### Document passage
In a three-year Emory University study, stereo mammography found more abnormalities and reduced false-positive test results by 39 percent compared to standard mammograms. Stereo also had 79 percent accuracy, while standard mammograms had 57 percent.
"It's exciting. It's very exciting," said Dr. D'orsi.
Dr. D'orsi says for patients, this diagnostic tool could mean quicker diagnosis, fewer recalls for more testing, and less anxiety.
Marilyn Cook knows mammograms all too well, and what the waiting and worrying can be like. Cook had breast cancer.
"If they can prevent other women from having to be recalled, you know, for a second one and a third one and ultrasound, what an amazing process is that?" said Cook.
Marilyn was lucky. A mammogram led to early diagnosis and treatment of her breast cancer. Now she worries about her daughter's future, and hopes breakthroughs like stereo mammography can mean more success stories like her own.
"Two years and a couple of months -- cancer free. Survivor. I'm a survivor," said Cook.
Experts say stereo mammography also detects more lesions and reduces the number of women called back for additional tests. It's still in the testing stages, but Dr. D'orsi believes stereo mammography holds a great deal of promise for future breast cancer screening.
For more information:
Background: Mammograms have been called the most important tool doctors have to diagnose, evaluate and follow women who have had breast cancer. An X-ray of the breast, mammograms are able to spot cysts, tumors and other unusual growth in the breast in hopes of treating them earlier and improving a woman's chance of survival. While mammograms do not prevent breast cancer, they play an important role in detection and effective management of the disease. Studies show mmammograms lower the risk of dying from breast cancer by 35 percent in women over the age of 50. For women between the ages of 40 and 50, they may lower the risk of dying from breast cancer by 25 percent to 35 percent. The National Cancer Institute, the American Cancer Society and the American College of Radiology all recommend women get an annual mammogram when they reach 40 years of age. However, if breast cancer runs in a woman's family, especially in young women, experts recommend screenings before age 40.

### Information given

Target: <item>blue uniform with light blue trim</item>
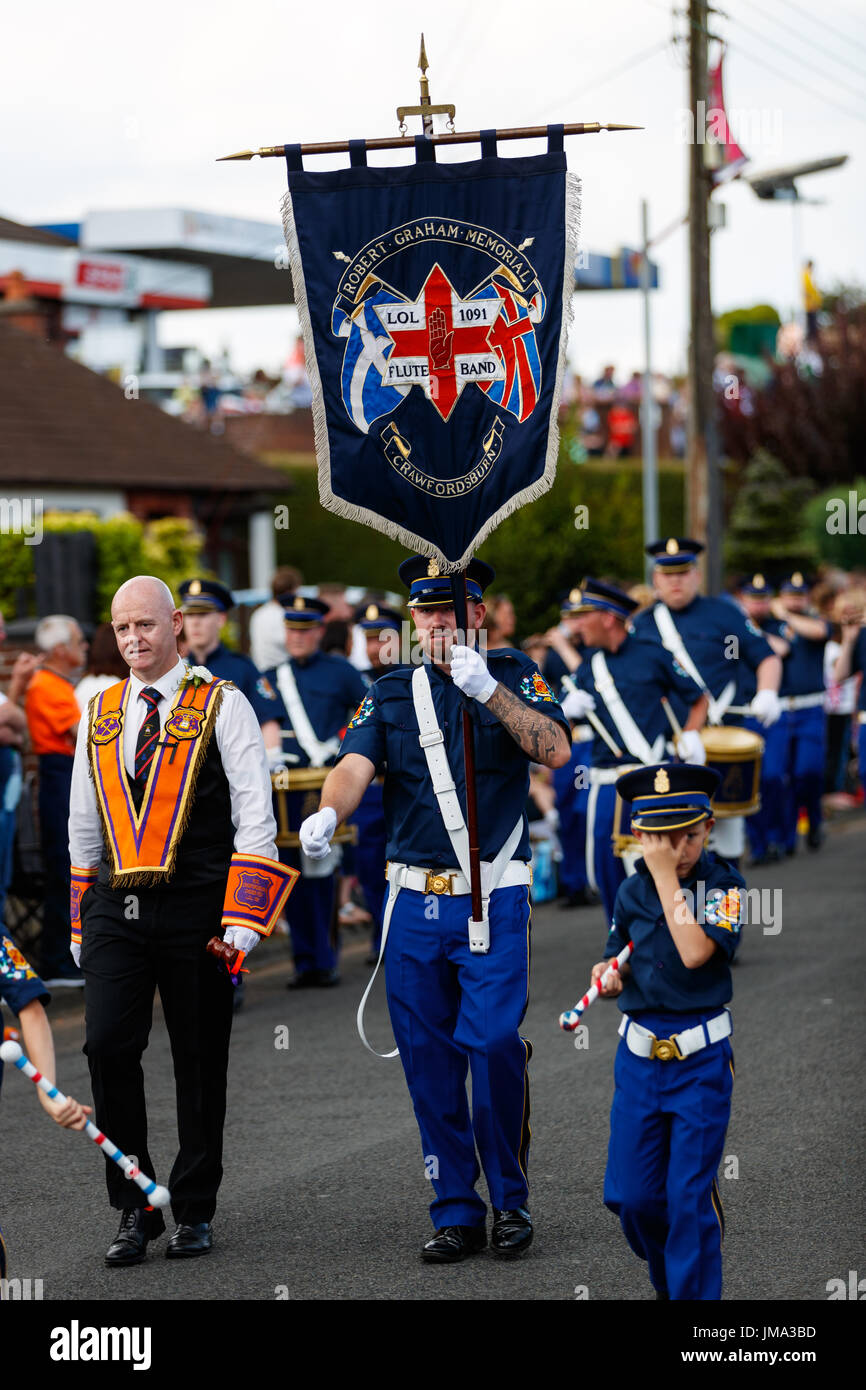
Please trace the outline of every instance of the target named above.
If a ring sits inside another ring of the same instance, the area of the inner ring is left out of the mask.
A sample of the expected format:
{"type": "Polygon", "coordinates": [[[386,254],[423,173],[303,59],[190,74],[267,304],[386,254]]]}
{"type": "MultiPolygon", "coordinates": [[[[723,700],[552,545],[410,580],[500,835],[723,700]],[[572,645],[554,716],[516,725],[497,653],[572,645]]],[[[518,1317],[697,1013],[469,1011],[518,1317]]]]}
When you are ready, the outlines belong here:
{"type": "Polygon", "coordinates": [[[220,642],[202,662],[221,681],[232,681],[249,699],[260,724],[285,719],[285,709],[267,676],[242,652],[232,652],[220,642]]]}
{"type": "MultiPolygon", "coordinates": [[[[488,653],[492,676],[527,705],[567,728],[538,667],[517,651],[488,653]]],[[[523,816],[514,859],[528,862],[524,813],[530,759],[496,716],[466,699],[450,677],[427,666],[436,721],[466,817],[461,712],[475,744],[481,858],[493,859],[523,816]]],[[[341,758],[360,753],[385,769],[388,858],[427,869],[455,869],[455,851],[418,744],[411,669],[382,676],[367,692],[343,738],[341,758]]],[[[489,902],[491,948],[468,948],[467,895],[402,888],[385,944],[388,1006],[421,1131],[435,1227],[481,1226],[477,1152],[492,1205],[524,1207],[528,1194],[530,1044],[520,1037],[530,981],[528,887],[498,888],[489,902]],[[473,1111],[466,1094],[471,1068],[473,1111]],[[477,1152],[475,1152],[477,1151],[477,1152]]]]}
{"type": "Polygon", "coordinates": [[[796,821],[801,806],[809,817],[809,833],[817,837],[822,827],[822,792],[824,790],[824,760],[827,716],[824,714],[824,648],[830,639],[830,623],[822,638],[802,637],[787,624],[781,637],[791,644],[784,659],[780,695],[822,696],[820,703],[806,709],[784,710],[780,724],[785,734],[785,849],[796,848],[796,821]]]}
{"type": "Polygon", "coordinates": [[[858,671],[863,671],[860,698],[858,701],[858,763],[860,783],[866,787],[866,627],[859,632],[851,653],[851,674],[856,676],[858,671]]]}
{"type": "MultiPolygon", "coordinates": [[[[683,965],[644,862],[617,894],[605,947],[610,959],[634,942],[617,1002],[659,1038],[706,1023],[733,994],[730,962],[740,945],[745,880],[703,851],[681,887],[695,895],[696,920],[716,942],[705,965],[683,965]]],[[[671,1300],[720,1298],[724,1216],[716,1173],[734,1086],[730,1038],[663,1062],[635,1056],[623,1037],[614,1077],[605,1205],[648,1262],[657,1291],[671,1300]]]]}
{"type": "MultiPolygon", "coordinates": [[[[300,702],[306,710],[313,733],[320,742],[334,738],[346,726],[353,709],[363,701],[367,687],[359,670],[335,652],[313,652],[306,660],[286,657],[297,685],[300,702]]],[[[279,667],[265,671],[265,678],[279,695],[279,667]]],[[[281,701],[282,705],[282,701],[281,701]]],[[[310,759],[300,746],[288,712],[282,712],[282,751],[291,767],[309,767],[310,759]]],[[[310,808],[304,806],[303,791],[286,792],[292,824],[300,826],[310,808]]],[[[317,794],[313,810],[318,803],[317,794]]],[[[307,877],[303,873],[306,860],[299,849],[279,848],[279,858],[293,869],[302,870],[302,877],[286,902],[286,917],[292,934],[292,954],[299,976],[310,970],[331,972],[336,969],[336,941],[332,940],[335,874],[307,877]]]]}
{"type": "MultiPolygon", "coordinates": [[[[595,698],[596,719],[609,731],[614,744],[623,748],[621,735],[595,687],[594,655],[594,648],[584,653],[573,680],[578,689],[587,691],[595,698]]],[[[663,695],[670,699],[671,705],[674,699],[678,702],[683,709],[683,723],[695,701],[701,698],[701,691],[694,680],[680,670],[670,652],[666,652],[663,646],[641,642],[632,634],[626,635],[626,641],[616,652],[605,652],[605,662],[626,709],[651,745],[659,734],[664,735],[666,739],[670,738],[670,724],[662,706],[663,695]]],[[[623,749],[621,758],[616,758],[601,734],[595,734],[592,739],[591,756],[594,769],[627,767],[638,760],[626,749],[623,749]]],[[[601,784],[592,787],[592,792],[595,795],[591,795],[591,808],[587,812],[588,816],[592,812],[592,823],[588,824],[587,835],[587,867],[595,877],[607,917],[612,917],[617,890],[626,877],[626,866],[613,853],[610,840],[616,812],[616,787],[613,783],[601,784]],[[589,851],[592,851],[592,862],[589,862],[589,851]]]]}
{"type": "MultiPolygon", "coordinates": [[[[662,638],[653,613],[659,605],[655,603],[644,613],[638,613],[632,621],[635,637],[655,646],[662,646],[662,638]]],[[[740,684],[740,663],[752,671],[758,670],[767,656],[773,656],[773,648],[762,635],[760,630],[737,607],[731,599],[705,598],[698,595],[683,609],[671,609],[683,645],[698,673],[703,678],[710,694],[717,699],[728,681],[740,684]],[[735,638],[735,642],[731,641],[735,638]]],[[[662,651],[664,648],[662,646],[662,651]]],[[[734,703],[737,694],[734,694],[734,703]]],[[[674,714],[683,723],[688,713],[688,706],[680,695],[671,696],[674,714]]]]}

...

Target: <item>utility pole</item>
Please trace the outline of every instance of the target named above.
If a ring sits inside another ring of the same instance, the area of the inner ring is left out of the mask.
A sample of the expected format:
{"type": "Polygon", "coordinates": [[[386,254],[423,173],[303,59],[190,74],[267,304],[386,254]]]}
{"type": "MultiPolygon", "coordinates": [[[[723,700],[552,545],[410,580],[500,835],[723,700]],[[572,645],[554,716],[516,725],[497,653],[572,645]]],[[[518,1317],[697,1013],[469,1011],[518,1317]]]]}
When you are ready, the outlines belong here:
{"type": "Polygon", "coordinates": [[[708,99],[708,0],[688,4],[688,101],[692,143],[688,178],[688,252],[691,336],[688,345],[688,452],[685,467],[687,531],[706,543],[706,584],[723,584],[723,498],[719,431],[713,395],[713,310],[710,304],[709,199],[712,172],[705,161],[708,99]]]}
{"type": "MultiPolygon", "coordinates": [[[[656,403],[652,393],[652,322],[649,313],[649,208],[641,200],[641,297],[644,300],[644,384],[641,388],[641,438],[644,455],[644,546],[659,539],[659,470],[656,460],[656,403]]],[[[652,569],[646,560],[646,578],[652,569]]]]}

### Problems to work on
**1.** Decide whether each statement below agrees with the stereo mammography article. Answer yes or no for each, and quote the words of the article that settle it.
(a) In the Emory University study, stereo mammography had 79 percent accuracy.
(b) Stereo mammography is already in wide use for breast cancer screening.
(c) Experts recommend screening before age 40 for women whose families have a history of breast cancer.
**2.** Write the next part of the stereo mammography article, starting after its last sentence.

### Answers by task
**1.**
(a) Yes: "Stereo also had 79 percent accuracy, while standard mammograms had 57 percent."
(b) No: "It's still in the testing stages"
(c) Yes: "if breast cancer runs in a woman's family, especially in young women, experts recommend screenings before age 40."

**2.**
Imperfect technology: Mammograms aren't 100 percent accurate. Like an X-ray, standard mammograms appear in black, grey and white in two dimensions. Sometimes, growths can be hidden by surrounding breast tissue, resulting in a false negative result. Other times, normal tissues in the breast can look unusual, causing a false positive. When this happens, women are asked to return for follow-up mammograms and may even need to have biopsy surgery, only to find out they are healthy. While this is an obvious relief, women are sent on an emotional roller coaster, causing unnecessary distress, and are left with expensive medical bills for a condition they didn't have. Researchers are constantly working on new and better ways to detect breast abnormalities, but no device has yet to replace the traditional mammogram as the standard, due in part to the financial cost of other methods and limited availability of other machines.
The next generation: Stereoscopic digital mammography is the latest breast cancer detection method to be tested. Consisting of two digital X-ray images of the breast taken from two different points of view, separated by about eight degrees, stereo mammograms give doctors a three dimensional view of a woman's breast. When the two images are fused together and viewed on a stereo display with special glasses, doctors can see behind, inside and around tissue to get a more accurate look at the breast.
A clinical trial underway at Emory University in Atlanta is showing promising results in reducing false positive and false negative results with stereo mammograms. Also, researchers have found stereo mammograms detect more lesions and reduce the number of women called back for additional tests. False positive findings were reduced by 49 percent, compared with standard mammography, while false negative results and missed lesions were reduced by 40 percent.